(Dataset entries)
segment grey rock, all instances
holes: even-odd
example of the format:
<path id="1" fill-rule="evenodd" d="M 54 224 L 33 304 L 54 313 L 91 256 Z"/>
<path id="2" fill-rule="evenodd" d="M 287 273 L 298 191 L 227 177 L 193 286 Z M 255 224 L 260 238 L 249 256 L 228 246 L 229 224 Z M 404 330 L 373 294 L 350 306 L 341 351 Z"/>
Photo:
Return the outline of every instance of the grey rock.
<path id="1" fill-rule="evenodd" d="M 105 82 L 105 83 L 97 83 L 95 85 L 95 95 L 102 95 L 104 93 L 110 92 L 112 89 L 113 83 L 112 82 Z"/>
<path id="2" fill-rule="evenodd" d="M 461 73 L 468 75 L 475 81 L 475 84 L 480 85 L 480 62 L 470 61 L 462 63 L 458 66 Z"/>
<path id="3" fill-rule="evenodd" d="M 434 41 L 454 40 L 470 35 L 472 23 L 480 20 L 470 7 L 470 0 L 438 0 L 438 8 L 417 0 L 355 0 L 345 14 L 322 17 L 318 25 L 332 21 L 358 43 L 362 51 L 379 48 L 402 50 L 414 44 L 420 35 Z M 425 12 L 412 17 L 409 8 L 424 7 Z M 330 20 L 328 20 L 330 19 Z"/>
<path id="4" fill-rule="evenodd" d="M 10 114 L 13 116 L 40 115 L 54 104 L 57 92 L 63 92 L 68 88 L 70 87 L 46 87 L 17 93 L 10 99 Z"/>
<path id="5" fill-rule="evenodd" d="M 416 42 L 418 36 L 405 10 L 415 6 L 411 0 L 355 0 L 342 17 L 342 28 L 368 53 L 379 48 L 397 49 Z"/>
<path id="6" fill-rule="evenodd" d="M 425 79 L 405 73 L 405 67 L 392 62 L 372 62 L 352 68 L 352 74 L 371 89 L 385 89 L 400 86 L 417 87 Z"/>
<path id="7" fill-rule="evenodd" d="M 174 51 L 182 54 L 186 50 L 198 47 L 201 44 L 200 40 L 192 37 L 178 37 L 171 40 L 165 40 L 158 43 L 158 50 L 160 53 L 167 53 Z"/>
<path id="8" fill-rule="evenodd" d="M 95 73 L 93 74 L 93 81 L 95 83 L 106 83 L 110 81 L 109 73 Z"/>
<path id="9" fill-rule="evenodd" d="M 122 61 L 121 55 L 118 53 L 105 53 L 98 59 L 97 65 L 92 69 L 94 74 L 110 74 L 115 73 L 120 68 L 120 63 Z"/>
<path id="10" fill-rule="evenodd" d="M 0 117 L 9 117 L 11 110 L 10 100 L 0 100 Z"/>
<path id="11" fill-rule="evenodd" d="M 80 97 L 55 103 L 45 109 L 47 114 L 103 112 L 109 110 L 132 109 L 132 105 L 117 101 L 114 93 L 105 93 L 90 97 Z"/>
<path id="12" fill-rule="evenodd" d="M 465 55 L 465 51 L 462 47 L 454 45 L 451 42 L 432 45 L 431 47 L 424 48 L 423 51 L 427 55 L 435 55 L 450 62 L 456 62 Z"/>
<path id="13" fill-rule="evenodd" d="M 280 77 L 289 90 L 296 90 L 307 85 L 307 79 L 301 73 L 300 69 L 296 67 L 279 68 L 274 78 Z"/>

**What you will do**
Repeat the data word for word.

**Reply**
segment grey rock, all instances
holes: even-odd
example of the format:
<path id="1" fill-rule="evenodd" d="M 54 224 L 33 304 L 54 313 L 91 256 Z"/>
<path id="2" fill-rule="evenodd" d="M 287 273 L 298 191 L 227 177 L 193 286 Z M 255 224 L 260 238 L 249 256 L 228 246 L 229 224 Z M 404 330 L 373 294 L 350 306 L 341 351 Z"/>
Photo:
Return the outline of every instance of the grey rock.
<path id="1" fill-rule="evenodd" d="M 105 82 L 105 83 L 97 83 L 95 85 L 95 95 L 102 95 L 104 93 L 110 92 L 112 89 L 113 83 L 112 82 Z"/>
<path id="2" fill-rule="evenodd" d="M 461 73 L 468 75 L 475 81 L 475 84 L 480 85 L 480 62 L 470 61 L 462 63 L 458 66 Z"/>
<path id="3" fill-rule="evenodd" d="M 434 41 L 454 40 L 470 35 L 472 23 L 480 20 L 470 7 L 470 0 L 438 0 L 438 8 L 417 0 L 355 0 L 345 14 L 322 17 L 318 25 L 332 21 L 358 43 L 362 51 L 379 48 L 402 50 L 414 44 L 420 35 Z M 425 12 L 412 17 L 409 8 L 424 7 Z M 330 20 L 328 20 L 330 19 Z"/>
<path id="4" fill-rule="evenodd" d="M 10 114 L 13 116 L 40 115 L 54 104 L 57 92 L 63 92 L 68 88 L 70 87 L 46 87 L 17 93 L 10 99 Z"/>
<path id="5" fill-rule="evenodd" d="M 416 42 L 418 36 L 405 10 L 415 6 L 411 0 L 355 0 L 342 17 L 342 28 L 368 53 L 379 48 L 397 49 Z"/>
<path id="6" fill-rule="evenodd" d="M 425 79 L 405 73 L 405 67 L 392 62 L 372 62 L 352 68 L 352 74 L 371 89 L 385 89 L 400 86 L 417 87 Z"/>
<path id="7" fill-rule="evenodd" d="M 174 51 L 182 54 L 186 50 L 198 47 L 201 44 L 200 40 L 192 37 L 178 37 L 171 40 L 165 40 L 158 43 L 158 50 L 160 53 L 167 53 Z"/>
<path id="8" fill-rule="evenodd" d="M 95 73 L 93 74 L 93 81 L 95 83 L 106 83 L 110 81 L 109 73 Z"/>
<path id="9" fill-rule="evenodd" d="M 122 61 L 121 55 L 118 53 L 105 53 L 98 59 L 97 65 L 92 69 L 94 74 L 110 74 L 115 73 L 120 68 L 120 63 Z"/>
<path id="10" fill-rule="evenodd" d="M 0 117 L 9 117 L 11 110 L 10 100 L 0 100 Z"/>
<path id="11" fill-rule="evenodd" d="M 80 97 L 55 103 L 45 109 L 47 114 L 103 112 L 109 110 L 132 109 L 132 105 L 117 101 L 114 93 L 105 93 L 90 97 Z"/>
<path id="12" fill-rule="evenodd" d="M 465 55 L 465 51 L 462 47 L 454 45 L 451 42 L 432 45 L 431 47 L 424 48 L 423 51 L 427 55 L 435 55 L 450 62 L 456 62 Z"/>
<path id="13" fill-rule="evenodd" d="M 280 77 L 289 90 L 296 90 L 307 85 L 307 79 L 301 73 L 300 69 L 296 67 L 279 68 L 274 78 Z"/>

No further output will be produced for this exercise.